*Consigne A*
D'après l'extrait cité, quel pourcentage de citoyens irlandais a voté en faveur du huitième amendement lors du référendum de 1983 ?
*Consigne B*
Reproduisez fidèlement le passage de l'extrait cité allant de « Il s’agirait d’une » à « de son domicile. ».

En Irlande, une femme enceinte de 16 semaines a été déclarée cliniquement morte — pourtant elle est maintenue en vie contre l’avis de sa famille. La confusion qui règne encore en Irlande sur le statut juridique du foetus pose question. Une décision de justice est attendue aujourd’hui.
Il s’agirait d’une mère de deux enfants âgée d’une vingtaine d’années. Un caillot sanguin serait à l’origine d’une « terrible lésion interne ». Elle a été transférée depuis l’hôpital situé dans son Midland natal jusqu’à Dublin, il y a une vingtaine de jours. Les médecins ont été incapables de la réanimer mais ont pris la décision de la maintenir en vie pour donner au foetus une chance de vivre. L’édition irlandaise de The Independent rapporte que la jeune femme a ensuite été rapatriée dans une clinique spécialisée dans les foetus plus proche de son domicile.
Videos by VICE
Les différents membres de la famille de la jeune mère ont exprimé le souhait de débrancher le dispositif qui la maintient en vie. Les médecins en charge de la patiente ont refusé d’accéder à leur requête. Ils risqueraient en réalité de sérieuses poursuites judiciaires en raison du huitième amendement de la Constitution irlandaise. En 1983, un référendum statuant sur cet amendement a été présenté aux citoyens irlandais qui — suivant une coalition anti-avortement — ont voté à 67% en faveur de cet ajout. L’amendement établit que : « L’État reconnaît le droit de vivre aux « enfants à naitre » et aux mères concernées, et garanti d’inscrire dans ses droits cette loi, de défendre et justifier l’application de ce droit ».
La famille de la jeune femme a décidé de poursuivre l’hôpital et de porter le dossier devant la Haute Cour de Dublin qui étudie la question ces jours-ci et doit rendre un jugement aujourd’hui. Ce litige met aux prises les droits d’une femme enceinte contre ceux du foetus que son corps sans vie abrite. Cet épisode relance le débat passionné autour la nouvelle loi irlandaise sur l’avortement — le Protection of Life During Pregnancy Act — adoptée en 2012 après la mort très commentée de Savita Halappanavar.
Halappanavar est décédée après que les médecins ont refusé à plusieurs reprises de procéder à une IVG — ne prenant pas en compte la douleur de la jeune femme et le fait qu’elle était en train de faire une fausse couche. Au cours de l’enquête, le médecin en charge a déclaré qu’elle pensait être tenue par la loi irlandaise de faire passer la santé du foetus avant celle de la mère.

*Données*
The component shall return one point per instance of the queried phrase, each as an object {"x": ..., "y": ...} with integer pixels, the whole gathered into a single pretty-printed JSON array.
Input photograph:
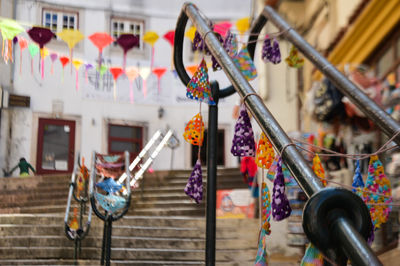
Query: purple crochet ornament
[
  {"x": 271, "y": 53},
  {"x": 194, "y": 186},
  {"x": 243, "y": 143},
  {"x": 280, "y": 204}
]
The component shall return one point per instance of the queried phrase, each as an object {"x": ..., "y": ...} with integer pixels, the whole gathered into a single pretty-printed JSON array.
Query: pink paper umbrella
[
  {"x": 159, "y": 72},
  {"x": 116, "y": 72},
  {"x": 132, "y": 73},
  {"x": 41, "y": 36},
  {"x": 127, "y": 42},
  {"x": 53, "y": 57}
]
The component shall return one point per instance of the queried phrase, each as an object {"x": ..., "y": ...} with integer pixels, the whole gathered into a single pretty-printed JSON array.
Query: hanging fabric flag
[
  {"x": 243, "y": 143},
  {"x": 53, "y": 57},
  {"x": 272, "y": 170},
  {"x": 33, "y": 50},
  {"x": 222, "y": 28},
  {"x": 319, "y": 170},
  {"x": 194, "y": 186},
  {"x": 23, "y": 44},
  {"x": 230, "y": 44},
  {"x": 151, "y": 38},
  {"x": 77, "y": 64},
  {"x": 64, "y": 61},
  {"x": 312, "y": 257},
  {"x": 127, "y": 41},
  {"x": 378, "y": 183},
  {"x": 270, "y": 52},
  {"x": 132, "y": 73},
  {"x": 9, "y": 29},
  {"x": 71, "y": 37},
  {"x": 358, "y": 182},
  {"x": 115, "y": 72},
  {"x": 280, "y": 204},
  {"x": 199, "y": 87},
  {"x": 194, "y": 131},
  {"x": 101, "y": 40},
  {"x": 144, "y": 72},
  {"x": 159, "y": 72},
  {"x": 294, "y": 60},
  {"x": 245, "y": 64},
  {"x": 87, "y": 67},
  {"x": 265, "y": 152},
  {"x": 41, "y": 36}
]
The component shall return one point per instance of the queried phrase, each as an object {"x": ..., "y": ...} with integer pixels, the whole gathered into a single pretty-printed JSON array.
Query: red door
[{"x": 56, "y": 142}]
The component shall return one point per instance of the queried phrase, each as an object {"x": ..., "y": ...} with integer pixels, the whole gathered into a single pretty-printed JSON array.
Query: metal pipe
[
  {"x": 212, "y": 144},
  {"x": 348, "y": 88}
]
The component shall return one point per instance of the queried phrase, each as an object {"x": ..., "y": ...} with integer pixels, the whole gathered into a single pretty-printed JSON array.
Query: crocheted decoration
[
  {"x": 357, "y": 179},
  {"x": 262, "y": 256},
  {"x": 230, "y": 44},
  {"x": 270, "y": 52},
  {"x": 294, "y": 60},
  {"x": 243, "y": 143},
  {"x": 318, "y": 169},
  {"x": 199, "y": 87},
  {"x": 266, "y": 209},
  {"x": 280, "y": 204},
  {"x": 272, "y": 170},
  {"x": 312, "y": 257},
  {"x": 109, "y": 185},
  {"x": 265, "y": 152},
  {"x": 110, "y": 203},
  {"x": 377, "y": 182},
  {"x": 194, "y": 186},
  {"x": 245, "y": 64},
  {"x": 194, "y": 130}
]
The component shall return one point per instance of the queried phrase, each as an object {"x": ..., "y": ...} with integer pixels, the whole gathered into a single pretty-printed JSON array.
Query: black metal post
[{"x": 212, "y": 144}]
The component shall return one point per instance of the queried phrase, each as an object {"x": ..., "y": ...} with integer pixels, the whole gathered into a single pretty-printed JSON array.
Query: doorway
[{"x": 56, "y": 142}]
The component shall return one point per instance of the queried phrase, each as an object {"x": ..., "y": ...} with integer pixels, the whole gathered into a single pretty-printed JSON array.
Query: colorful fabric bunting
[
  {"x": 245, "y": 64},
  {"x": 294, "y": 60},
  {"x": 199, "y": 87},
  {"x": 280, "y": 204},
  {"x": 265, "y": 152},
  {"x": 194, "y": 186},
  {"x": 194, "y": 131},
  {"x": 243, "y": 143}
]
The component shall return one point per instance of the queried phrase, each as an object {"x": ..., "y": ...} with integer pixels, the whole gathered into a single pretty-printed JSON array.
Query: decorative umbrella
[
  {"x": 41, "y": 36},
  {"x": 71, "y": 37},
  {"x": 159, "y": 72},
  {"x": 64, "y": 61},
  {"x": 9, "y": 29},
  {"x": 23, "y": 44},
  {"x": 132, "y": 73},
  {"x": 77, "y": 64},
  {"x": 144, "y": 72},
  {"x": 151, "y": 37},
  {"x": 53, "y": 57},
  {"x": 33, "y": 50},
  {"x": 127, "y": 42},
  {"x": 101, "y": 40},
  {"x": 116, "y": 72}
]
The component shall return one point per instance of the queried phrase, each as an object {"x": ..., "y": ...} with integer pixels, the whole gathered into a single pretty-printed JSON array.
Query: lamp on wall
[{"x": 161, "y": 112}]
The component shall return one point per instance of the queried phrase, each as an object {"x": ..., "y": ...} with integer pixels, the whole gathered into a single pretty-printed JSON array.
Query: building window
[
  {"x": 121, "y": 26},
  {"x": 125, "y": 138},
  {"x": 59, "y": 20}
]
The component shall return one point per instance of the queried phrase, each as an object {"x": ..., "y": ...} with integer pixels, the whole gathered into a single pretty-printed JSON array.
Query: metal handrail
[{"x": 344, "y": 230}]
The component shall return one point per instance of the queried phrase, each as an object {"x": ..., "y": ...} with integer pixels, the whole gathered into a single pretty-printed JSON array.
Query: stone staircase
[{"x": 163, "y": 226}]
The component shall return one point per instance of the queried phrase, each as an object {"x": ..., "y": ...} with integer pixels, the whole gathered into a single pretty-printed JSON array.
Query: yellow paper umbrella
[
  {"x": 71, "y": 37},
  {"x": 243, "y": 25},
  {"x": 77, "y": 64},
  {"x": 190, "y": 33},
  {"x": 151, "y": 38}
]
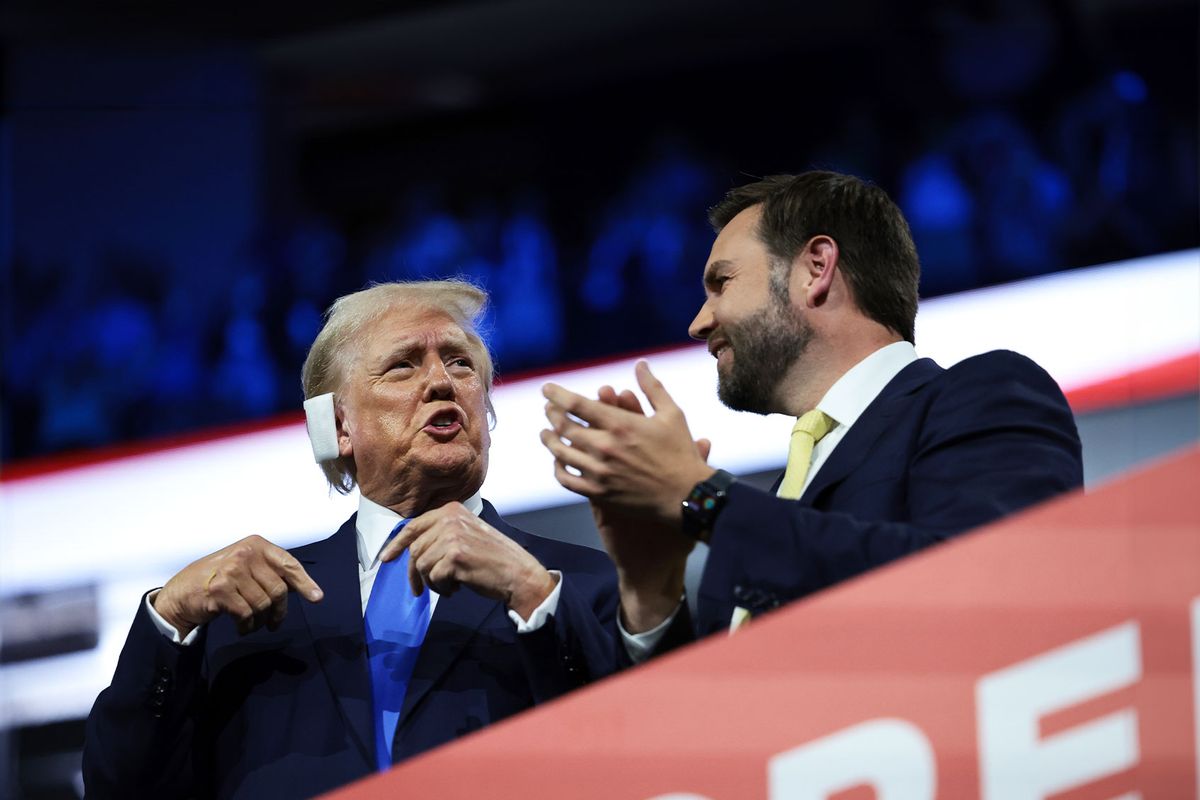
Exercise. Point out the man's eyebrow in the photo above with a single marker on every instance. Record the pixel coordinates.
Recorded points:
(714, 268)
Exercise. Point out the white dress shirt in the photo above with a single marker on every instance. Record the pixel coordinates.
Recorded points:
(851, 394)
(373, 525)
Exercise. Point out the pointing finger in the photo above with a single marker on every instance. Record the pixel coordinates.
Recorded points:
(653, 389)
(293, 573)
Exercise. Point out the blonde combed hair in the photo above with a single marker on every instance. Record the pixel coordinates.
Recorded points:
(329, 355)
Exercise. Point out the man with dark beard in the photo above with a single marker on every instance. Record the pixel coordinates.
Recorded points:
(810, 304)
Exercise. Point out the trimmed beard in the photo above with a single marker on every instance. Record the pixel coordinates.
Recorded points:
(766, 344)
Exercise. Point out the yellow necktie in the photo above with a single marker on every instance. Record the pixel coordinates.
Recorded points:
(805, 434)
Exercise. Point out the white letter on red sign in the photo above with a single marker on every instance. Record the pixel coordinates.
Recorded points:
(1015, 764)
(891, 756)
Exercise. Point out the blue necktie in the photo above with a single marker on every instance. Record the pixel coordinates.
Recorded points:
(395, 627)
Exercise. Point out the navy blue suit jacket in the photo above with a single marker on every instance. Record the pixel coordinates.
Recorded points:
(287, 714)
(937, 452)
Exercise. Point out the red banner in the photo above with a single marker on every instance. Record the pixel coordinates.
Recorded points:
(1054, 654)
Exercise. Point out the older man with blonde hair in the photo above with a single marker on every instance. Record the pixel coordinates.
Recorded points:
(262, 672)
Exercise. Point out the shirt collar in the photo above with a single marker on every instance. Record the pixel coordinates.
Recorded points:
(376, 522)
(851, 394)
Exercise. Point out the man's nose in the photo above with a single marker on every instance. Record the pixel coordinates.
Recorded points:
(437, 382)
(702, 325)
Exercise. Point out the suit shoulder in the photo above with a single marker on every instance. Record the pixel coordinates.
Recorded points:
(997, 362)
(568, 553)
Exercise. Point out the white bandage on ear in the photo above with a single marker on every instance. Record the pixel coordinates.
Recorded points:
(318, 414)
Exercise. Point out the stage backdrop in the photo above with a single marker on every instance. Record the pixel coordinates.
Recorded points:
(1051, 654)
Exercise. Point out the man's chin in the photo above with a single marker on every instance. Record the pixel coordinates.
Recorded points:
(742, 398)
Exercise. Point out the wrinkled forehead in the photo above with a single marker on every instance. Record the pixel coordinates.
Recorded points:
(408, 329)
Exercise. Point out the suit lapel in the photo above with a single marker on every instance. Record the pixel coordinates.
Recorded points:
(859, 440)
(336, 629)
(454, 624)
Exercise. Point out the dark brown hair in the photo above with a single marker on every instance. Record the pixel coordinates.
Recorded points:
(875, 246)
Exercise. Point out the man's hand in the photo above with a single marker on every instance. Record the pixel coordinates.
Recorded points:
(643, 465)
(450, 547)
(651, 554)
(249, 581)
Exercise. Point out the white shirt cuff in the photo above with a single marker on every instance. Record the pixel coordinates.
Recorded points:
(543, 612)
(166, 627)
(641, 645)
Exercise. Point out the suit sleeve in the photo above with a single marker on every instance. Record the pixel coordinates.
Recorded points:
(577, 644)
(996, 435)
(142, 728)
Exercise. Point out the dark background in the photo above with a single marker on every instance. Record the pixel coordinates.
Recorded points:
(185, 191)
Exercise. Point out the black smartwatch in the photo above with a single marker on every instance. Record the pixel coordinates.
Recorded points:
(703, 503)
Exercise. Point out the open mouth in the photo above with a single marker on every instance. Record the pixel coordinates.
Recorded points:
(719, 348)
(445, 422)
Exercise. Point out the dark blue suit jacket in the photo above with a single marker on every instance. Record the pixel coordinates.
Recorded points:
(937, 452)
(287, 714)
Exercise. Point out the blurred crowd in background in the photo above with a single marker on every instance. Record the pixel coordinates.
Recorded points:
(1011, 158)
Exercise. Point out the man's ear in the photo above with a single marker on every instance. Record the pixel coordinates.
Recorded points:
(319, 420)
(345, 445)
(820, 260)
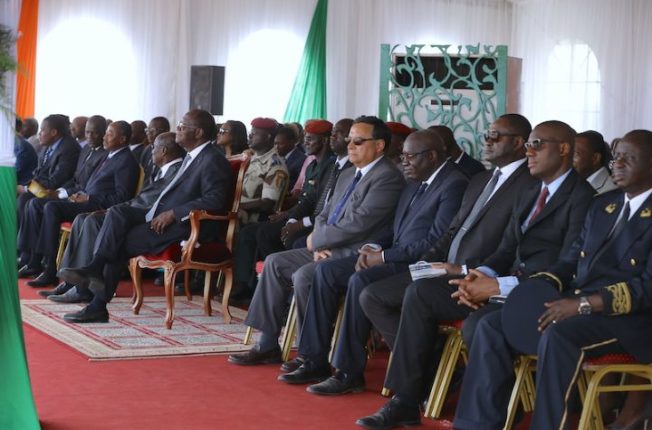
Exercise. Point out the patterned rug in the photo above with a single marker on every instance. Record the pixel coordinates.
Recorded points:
(128, 336)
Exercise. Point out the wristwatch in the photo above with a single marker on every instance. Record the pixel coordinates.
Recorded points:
(585, 306)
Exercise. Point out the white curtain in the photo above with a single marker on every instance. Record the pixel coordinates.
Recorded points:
(584, 61)
(9, 13)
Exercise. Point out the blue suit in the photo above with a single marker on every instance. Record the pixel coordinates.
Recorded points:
(620, 271)
(417, 226)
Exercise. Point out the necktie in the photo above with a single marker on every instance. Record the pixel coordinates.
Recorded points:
(541, 202)
(330, 184)
(150, 213)
(473, 216)
(340, 205)
(417, 195)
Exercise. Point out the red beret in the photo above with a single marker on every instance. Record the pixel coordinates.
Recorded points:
(265, 123)
(319, 126)
(398, 128)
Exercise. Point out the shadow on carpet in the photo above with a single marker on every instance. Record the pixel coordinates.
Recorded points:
(129, 336)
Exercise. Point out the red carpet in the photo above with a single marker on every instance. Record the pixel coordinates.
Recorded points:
(182, 393)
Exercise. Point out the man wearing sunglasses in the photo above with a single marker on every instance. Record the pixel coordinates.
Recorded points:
(361, 207)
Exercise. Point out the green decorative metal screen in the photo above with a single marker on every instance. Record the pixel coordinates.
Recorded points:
(464, 88)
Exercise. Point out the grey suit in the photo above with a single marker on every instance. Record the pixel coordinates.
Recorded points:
(85, 228)
(366, 213)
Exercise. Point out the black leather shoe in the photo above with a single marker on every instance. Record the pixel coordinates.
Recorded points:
(307, 373)
(87, 316)
(292, 365)
(338, 384)
(27, 272)
(254, 357)
(72, 296)
(79, 276)
(43, 280)
(62, 288)
(393, 414)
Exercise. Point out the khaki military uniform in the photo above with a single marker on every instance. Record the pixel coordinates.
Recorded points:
(265, 178)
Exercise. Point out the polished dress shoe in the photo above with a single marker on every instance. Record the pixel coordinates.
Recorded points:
(43, 280)
(306, 373)
(291, 365)
(338, 384)
(61, 289)
(27, 272)
(72, 296)
(87, 315)
(254, 357)
(393, 414)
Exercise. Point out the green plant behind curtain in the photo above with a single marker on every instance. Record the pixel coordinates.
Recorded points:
(17, 410)
(308, 97)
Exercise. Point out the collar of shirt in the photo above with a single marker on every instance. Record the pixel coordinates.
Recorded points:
(112, 153)
(596, 174)
(636, 202)
(195, 152)
(554, 185)
(166, 166)
(369, 166)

*Résultat de l'exercice A*
67 % des citoyens irlandais ont voté en faveur du huitième amendement.

*Résultat de l'exercice B*
Il s’agirait d’une mère de deux enfants âgée d’une vingtaine d’années. Un caillot sanguin serait à l’origine d’une « terrible lésion interne ». Elle a été transférée depuis l’hôpital situé dans son Midland natal jusqu’à Dublin, il y a une vingtaine de jours. Les médecins ont été incapables de la réanimer mais ont pris la décision de la maintenir en vie pour donner au foetus une chance de vivre. L’édition irlandaise de The Independent rapporte que la jeune femme a ensuite été rapatriée dans une clinique spécialisée dans les foetus plus proche de son domicile.